##### Document extract #####

A Love To Hide
Un amour a taire

PictureThis! Entertainment

Christian Faure

Pascal Fontanille,
Samantha Mazeras

Jeremie Renier,
Louise Monot, Bruno Todeschini, Nicolas Gob, Olivier Saladin, Michel Jonasz, Charlotte de Turckheim

Unrated, 102 minutes

Pink Triangles
by Michael D. Klemm
Posted online,October, 2008

"It was not until 2001 that the deportation of homosexuals was officially recognized by the French State. The deportation of German homosexuals began in 1933 with the Nazis' rise to power, then spread to annexed countries. According to the U.S. Holocaust memorial, 100,000 homosexuals were arrested between 1933 and 1945. 10,000 to 15,000 died in camps. The 1942 law criminalizing homosexuality was upheld at the Liberation. It wasn't repealed until 1981."
-the title card which concludes this film.

Christian Faure's A Love To Hide is a French film about the persecution of both Jews and homosexuals during the Holocaust that is every bit the equal of better known faire such as Stephen Spielberg's Schindler's List. I realize that these words are high praise indeed, but I assure you that this is not empty hyperbole.

#####

Written instruction 1: According to the title card quoted in the film review, in what year was the deportation of homosexuals officially recognized by the French State?
Written instruction 2: Please write out the film review from "Pink Triangles" up to and including "not empty hyperbole.".
Written instruction 3: Continue the film review from the point where it stops.
The items have no connection to the film review.

##### Stored data #####

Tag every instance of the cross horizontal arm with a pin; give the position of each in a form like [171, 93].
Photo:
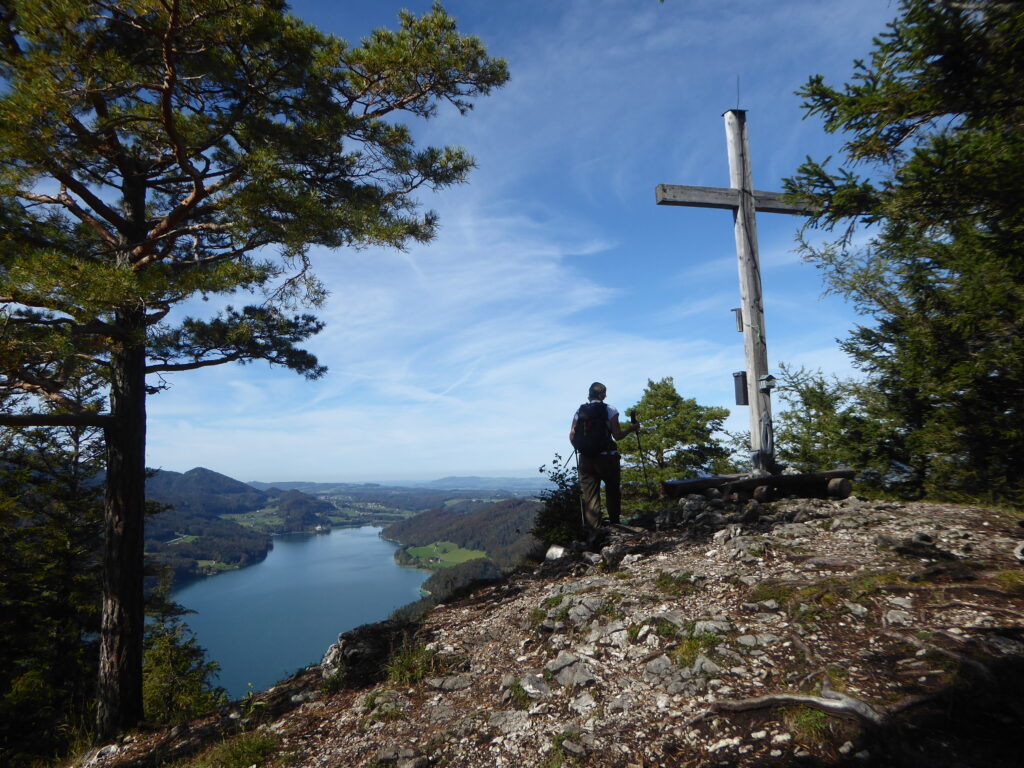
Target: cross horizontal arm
[726, 198]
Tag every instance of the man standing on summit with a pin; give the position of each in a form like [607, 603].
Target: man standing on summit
[595, 429]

#####

Final result 1: 2001

Final result 2:
Pink Triangles
by Michael D. Klemm
Posted online,October, 2008

"It was not until 2001 that the deportation of homosexuals was officially recognized by the French State. The deportation of German homosexuals began in 1933 with the Nazis' rise to power, then spread to annexed countries. According to the U.S. Holocaust memorial, 100,000 homosexuals were arrested between 1933 and 1945. 10,000 to 15,000 died in camps. The 1942 law criminalizing homosexuality was upheld at the Liberation. It wasn't repealed until 1981."
-the title card which concludes this film.

Christian Faure's A Love To Hide is a French film about the persecution of both Jews and homosexuals during the Holocaust that is every bit the equal of better known faire such as Stephen Spielberg's Schindler's List. I realize that these words are high praise indeed, but I assure you that this is not empty hyperbole.

Final result 3:
The setting is Paris in 1942 during the German occupation and the viewer is immediately drawn into the story right from its arresting opening shot. A young woman is seen desperately trying to climb out from a hole, her hands grasping at the dirt. A close-up of jackboots goose-step across the screen. The woman emerges from a hiding place into the pouring rain. She looks around and then angrily rips the yellow star from her tattered dress.

Not knowing where else to turn, Sara (Louise Monot) looks up a childhood friend named Jean (Jeremie Renier). Jean is surprised to see her and is shocked to learn that she witnessed her entire family being killed by the Nazis when they were betrayed by the man whom they believed would help them escape. Jean and Sara were childhood sweethearts when both their families used to vacation in the country and she is still in love with him. He takes her to his friend Phillipe's apartment to ask if she can stay with him. Phillipe (Bruno Todeschini) is a member of the Resistance. He is a printer with a talent for forging papers and Sara is given a new identity. The poor, terrified girl is grateful but she receives yet another jolt when she sees Jean and Phillipe exchange a passionate kiss and Jean confesses that they have been lovers for four years.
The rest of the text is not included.